**EXERCISE REQUIREMENTS**
Each line below should be repeated exactly, but no picture should be carried over.

Collected data

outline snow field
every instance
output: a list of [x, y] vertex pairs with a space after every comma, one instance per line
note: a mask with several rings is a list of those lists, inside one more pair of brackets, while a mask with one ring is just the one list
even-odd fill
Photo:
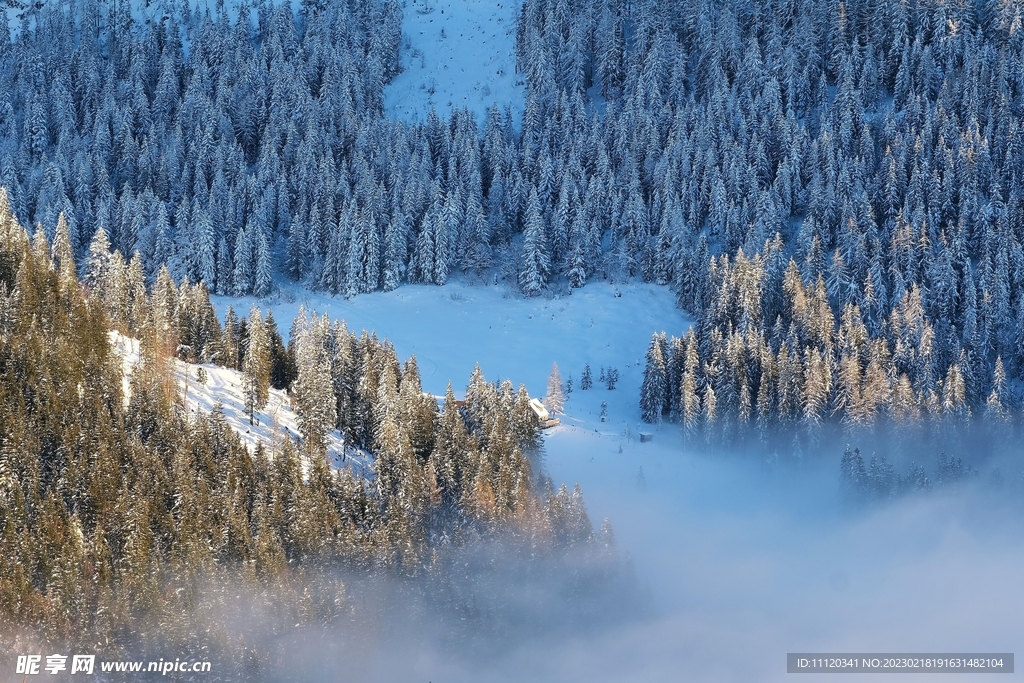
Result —
[[[367, 330], [390, 339], [399, 360], [416, 356], [423, 390], [439, 396], [451, 382], [461, 397], [479, 364], [488, 380], [507, 378], [516, 386], [525, 384], [531, 396], [543, 397], [551, 364], [557, 363], [563, 382], [573, 377], [566, 410], [574, 414], [580, 373], [590, 363], [595, 387], [589, 393], [600, 393], [610, 412], [634, 422], [640, 417], [637, 396], [651, 334], [680, 334], [690, 324], [667, 288], [648, 284], [597, 282], [571, 295], [524, 299], [504, 285], [484, 287], [456, 280], [444, 287], [403, 285], [353, 299], [295, 288], [268, 301], [220, 296], [211, 301], [221, 319], [228, 305], [243, 317], [253, 304], [264, 315], [273, 311], [286, 342], [300, 306], [307, 313], [327, 313], [332, 321], [346, 321], [357, 335]], [[598, 391], [602, 365], [619, 369], [614, 391]], [[580, 403], [593, 409], [596, 419], [600, 400], [594, 405]]]
[[[525, 384], [530, 396], [543, 398], [551, 366], [558, 364], [563, 385], [572, 377], [562, 424], [546, 430], [546, 466], [555, 482], [583, 485], [591, 515], [598, 525], [615, 518], [617, 500], [604, 500], [597, 489], [615, 490], [632, 482], [641, 466], [638, 458], [655, 454], [645, 466], [657, 476], [661, 466], [678, 460], [684, 444], [678, 425], [645, 425], [638, 397], [644, 358], [651, 334], [682, 334], [691, 321], [675, 306], [667, 287], [650, 284], [612, 285], [594, 282], [571, 295], [525, 299], [504, 285], [473, 286], [459, 280], [444, 287], [404, 285], [392, 292], [374, 292], [353, 299], [336, 298], [305, 289], [284, 289], [275, 301], [211, 297], [223, 320], [229, 305], [240, 316], [253, 304], [264, 315], [273, 311], [287, 341], [291, 321], [300, 306], [307, 313], [344, 320], [351, 332], [362, 330], [387, 338], [400, 361], [416, 356], [423, 390], [444, 396], [451, 382], [457, 397], [479, 365], [489, 381], [509, 379]], [[580, 374], [590, 365], [594, 386], [579, 388]], [[615, 367], [619, 382], [609, 391], [599, 382], [601, 368]], [[600, 419], [606, 402], [607, 418]], [[640, 444], [639, 432], [654, 433]], [[653, 469], [652, 469], [653, 468]], [[591, 495], [590, 491], [595, 490]]]
[[522, 78], [516, 74], [518, 0], [405, 0], [403, 71], [384, 89], [384, 106], [409, 123], [434, 107], [441, 116], [467, 108], [483, 124], [497, 104], [522, 117]]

**THE ANSWER**
outline snow field
every instance
output: a list of [x, y] vertex pairs with a space after every comma, one instance per line
note: a mask with several rings is a list of those lists, inside one more pair of brackets, while a mask with one ring is just the one list
even-odd fill
Photo:
Result —
[[[367, 330], [390, 339], [399, 360], [416, 356], [423, 390], [439, 396], [451, 382], [461, 397], [479, 364], [488, 380], [507, 378], [516, 386], [525, 384], [531, 396], [543, 397], [551, 364], [557, 363], [563, 382], [573, 377], [566, 410], [574, 414], [580, 373], [590, 363], [595, 387], [589, 393], [600, 393], [610, 412], [634, 422], [640, 417], [637, 396], [651, 334], [680, 334], [690, 324], [667, 288], [648, 284], [597, 282], [571, 295], [524, 299], [504, 285], [484, 287], [456, 280], [444, 287], [403, 285], [353, 299], [295, 288], [268, 301], [220, 296], [211, 301], [221, 319], [228, 305], [243, 317], [253, 304], [264, 315], [273, 311], [286, 342], [300, 306], [307, 313], [327, 313], [332, 321], [346, 321], [357, 335]], [[598, 391], [602, 365], [619, 369], [614, 391]], [[580, 403], [593, 409], [596, 419], [600, 400], [594, 405]]]
[[[525, 384], [530, 396], [543, 398], [551, 366], [558, 364], [563, 385], [572, 377], [562, 424], [546, 430], [546, 466], [555, 482], [583, 485], [591, 515], [598, 525], [615, 518], [617, 500], [604, 500], [597, 489], [615, 490], [632, 482], [641, 466], [638, 458], [655, 454], [645, 466], [657, 476], [661, 466], [678, 460], [684, 444], [678, 425], [645, 425], [638, 397], [644, 358], [651, 334], [682, 334], [691, 321], [675, 306], [667, 287], [650, 284], [612, 285], [594, 282], [571, 295], [525, 299], [504, 285], [473, 286], [459, 280], [444, 287], [404, 285], [392, 292], [374, 292], [353, 299], [336, 298], [305, 289], [284, 289], [275, 301], [211, 297], [223, 320], [229, 305], [240, 316], [253, 304], [264, 315], [273, 311], [287, 341], [291, 321], [300, 306], [307, 313], [344, 320], [351, 332], [362, 330], [387, 338], [400, 361], [416, 356], [423, 390], [444, 396], [451, 382], [457, 397], [479, 365], [489, 381], [509, 379]], [[580, 374], [590, 365], [594, 386], [579, 388]], [[615, 367], [619, 382], [609, 391], [599, 382], [601, 368]], [[600, 419], [606, 402], [607, 418]], [[640, 444], [639, 432], [654, 433]], [[653, 469], [652, 469], [653, 468]], [[591, 495], [590, 491], [595, 490]]]
[[522, 78], [516, 74], [518, 0], [405, 0], [403, 71], [384, 89], [384, 106], [409, 123], [434, 107], [441, 116], [467, 108], [483, 124], [497, 104], [522, 117]]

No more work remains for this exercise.